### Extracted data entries

··········

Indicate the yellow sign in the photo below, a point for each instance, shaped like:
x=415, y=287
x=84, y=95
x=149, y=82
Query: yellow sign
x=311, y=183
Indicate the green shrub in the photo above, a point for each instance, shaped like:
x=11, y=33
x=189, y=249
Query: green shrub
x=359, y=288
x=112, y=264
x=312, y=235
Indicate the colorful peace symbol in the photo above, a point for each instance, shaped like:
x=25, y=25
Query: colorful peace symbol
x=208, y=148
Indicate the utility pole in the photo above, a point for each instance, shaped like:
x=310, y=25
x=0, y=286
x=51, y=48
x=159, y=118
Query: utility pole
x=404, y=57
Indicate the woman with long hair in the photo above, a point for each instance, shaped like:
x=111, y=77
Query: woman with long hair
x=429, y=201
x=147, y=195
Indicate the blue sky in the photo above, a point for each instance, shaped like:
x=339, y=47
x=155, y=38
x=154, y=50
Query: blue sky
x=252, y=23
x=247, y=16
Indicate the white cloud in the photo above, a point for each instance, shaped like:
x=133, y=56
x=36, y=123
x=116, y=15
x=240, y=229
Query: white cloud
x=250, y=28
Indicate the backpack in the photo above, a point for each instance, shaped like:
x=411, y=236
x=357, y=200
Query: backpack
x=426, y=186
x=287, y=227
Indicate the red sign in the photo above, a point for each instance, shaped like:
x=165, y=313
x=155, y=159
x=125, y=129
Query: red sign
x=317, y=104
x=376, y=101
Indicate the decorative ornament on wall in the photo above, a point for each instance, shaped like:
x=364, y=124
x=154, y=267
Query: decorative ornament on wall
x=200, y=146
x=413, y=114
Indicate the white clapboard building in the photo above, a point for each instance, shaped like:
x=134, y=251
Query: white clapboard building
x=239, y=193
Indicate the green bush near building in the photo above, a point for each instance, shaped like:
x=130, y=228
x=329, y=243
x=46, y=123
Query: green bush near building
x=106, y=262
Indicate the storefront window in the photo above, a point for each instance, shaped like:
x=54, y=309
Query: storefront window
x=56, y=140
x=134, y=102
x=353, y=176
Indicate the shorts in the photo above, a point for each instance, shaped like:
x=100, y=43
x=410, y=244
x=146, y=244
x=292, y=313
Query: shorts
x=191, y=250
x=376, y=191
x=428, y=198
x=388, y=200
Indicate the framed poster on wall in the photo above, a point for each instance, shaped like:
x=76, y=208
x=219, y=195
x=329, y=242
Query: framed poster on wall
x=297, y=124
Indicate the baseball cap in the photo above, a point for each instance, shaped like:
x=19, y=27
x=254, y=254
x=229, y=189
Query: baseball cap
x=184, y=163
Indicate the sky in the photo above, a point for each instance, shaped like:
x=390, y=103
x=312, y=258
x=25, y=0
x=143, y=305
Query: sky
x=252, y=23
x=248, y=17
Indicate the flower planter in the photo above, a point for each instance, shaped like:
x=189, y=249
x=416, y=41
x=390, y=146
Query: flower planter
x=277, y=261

··········

### Set exercise
Please copy the data above word for word, starting at its first line and ending at the line that contains "x=250, y=28", with both of those lines included.

### Exercise answer
Indicate the yellow sign in the photo below, a point for each instance, shaped like:
x=415, y=287
x=84, y=95
x=149, y=82
Query: yellow sign
x=311, y=183
Indicate the green shrub in the photo above, a point for each instance, shaped like:
x=11, y=33
x=189, y=249
Query: green shrub
x=359, y=288
x=112, y=264
x=312, y=235
Indicate the colorful peace symbol in the photo above, a point for each instance, shaped like:
x=25, y=25
Query: colorful peace symbol
x=208, y=148
Indicate the utility pole in the photo above, a point for each instance, shaped like:
x=310, y=25
x=0, y=286
x=51, y=48
x=159, y=118
Query: utility pole
x=404, y=57
Indicate the woman with long hair in the photo above, a point for each instance, shaped like:
x=111, y=77
Query: woman with long hair
x=429, y=201
x=147, y=195
Indicate the blue sky in the photo above, a point for each instance, shaped like:
x=339, y=47
x=155, y=38
x=154, y=50
Query: blue sky
x=252, y=23
x=247, y=16
Indicate the white cloud in the photo above, a point for each instance, shaped like:
x=133, y=56
x=36, y=123
x=116, y=15
x=240, y=229
Query: white cloud
x=250, y=28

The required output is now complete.